(Stored data entries)
════════════════════

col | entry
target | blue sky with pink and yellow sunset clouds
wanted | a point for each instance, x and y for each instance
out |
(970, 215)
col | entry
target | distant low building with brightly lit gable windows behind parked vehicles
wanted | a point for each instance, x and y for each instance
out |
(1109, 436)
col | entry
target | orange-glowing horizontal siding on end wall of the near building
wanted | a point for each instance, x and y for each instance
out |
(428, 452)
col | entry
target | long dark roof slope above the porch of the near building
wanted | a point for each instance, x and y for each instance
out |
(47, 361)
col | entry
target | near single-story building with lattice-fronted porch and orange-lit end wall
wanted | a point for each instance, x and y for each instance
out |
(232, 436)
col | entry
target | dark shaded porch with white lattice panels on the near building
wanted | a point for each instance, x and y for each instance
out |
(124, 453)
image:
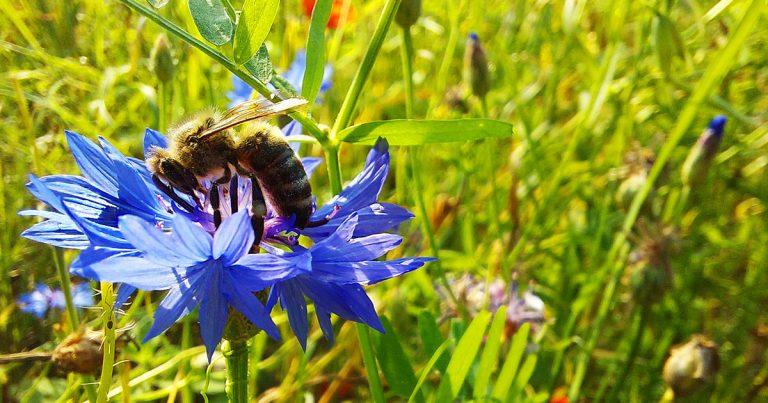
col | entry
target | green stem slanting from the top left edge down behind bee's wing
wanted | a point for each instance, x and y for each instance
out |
(306, 122)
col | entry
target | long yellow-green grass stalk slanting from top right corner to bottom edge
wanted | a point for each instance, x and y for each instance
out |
(716, 70)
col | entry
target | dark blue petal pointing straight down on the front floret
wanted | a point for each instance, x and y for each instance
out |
(213, 312)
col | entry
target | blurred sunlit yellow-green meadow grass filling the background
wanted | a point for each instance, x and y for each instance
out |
(584, 83)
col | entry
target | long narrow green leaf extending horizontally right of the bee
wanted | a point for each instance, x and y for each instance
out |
(405, 132)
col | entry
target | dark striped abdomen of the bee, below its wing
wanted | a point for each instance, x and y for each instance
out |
(264, 152)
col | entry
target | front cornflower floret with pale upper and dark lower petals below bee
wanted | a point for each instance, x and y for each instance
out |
(215, 272)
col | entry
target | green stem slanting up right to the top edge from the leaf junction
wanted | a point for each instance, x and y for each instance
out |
(353, 93)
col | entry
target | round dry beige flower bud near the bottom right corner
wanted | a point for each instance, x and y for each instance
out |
(691, 366)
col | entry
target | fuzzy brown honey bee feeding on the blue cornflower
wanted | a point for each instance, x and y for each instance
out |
(205, 148)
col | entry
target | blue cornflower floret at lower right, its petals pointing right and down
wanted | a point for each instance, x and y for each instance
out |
(340, 266)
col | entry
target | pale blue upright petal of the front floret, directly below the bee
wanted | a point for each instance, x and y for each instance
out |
(234, 238)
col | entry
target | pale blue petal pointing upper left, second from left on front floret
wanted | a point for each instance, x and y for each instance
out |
(159, 247)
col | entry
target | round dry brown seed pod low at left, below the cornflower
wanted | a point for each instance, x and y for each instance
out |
(79, 352)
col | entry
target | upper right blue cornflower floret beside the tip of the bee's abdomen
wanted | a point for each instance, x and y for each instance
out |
(360, 197)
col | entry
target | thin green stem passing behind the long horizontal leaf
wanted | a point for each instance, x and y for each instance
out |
(412, 161)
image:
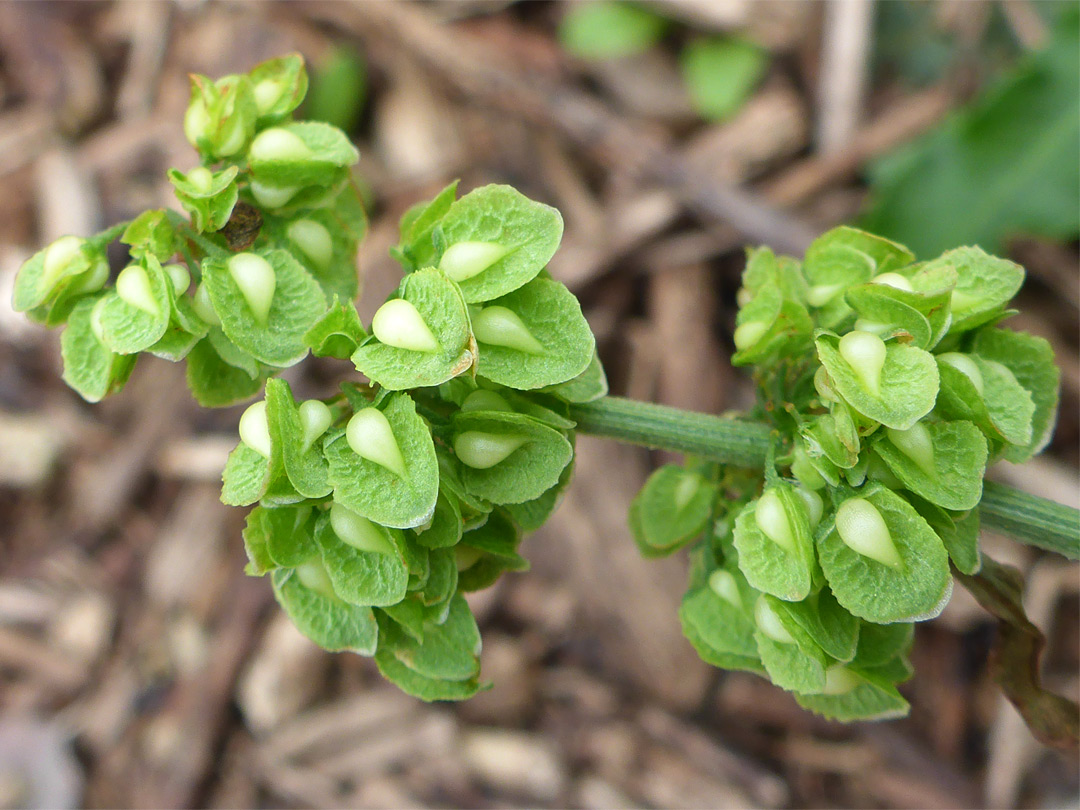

════════════════════

** Exercise prompt **
Once you find the line that contains "target | thin", reproduce it and every line after it through the end of the entries above, exactly as written, with no pictures.

** Response for this exercise **
target | thin green stem passing behind the long horizontal leaf
wanted | a point for each instance, x and y for each instance
out |
(412, 161)
image:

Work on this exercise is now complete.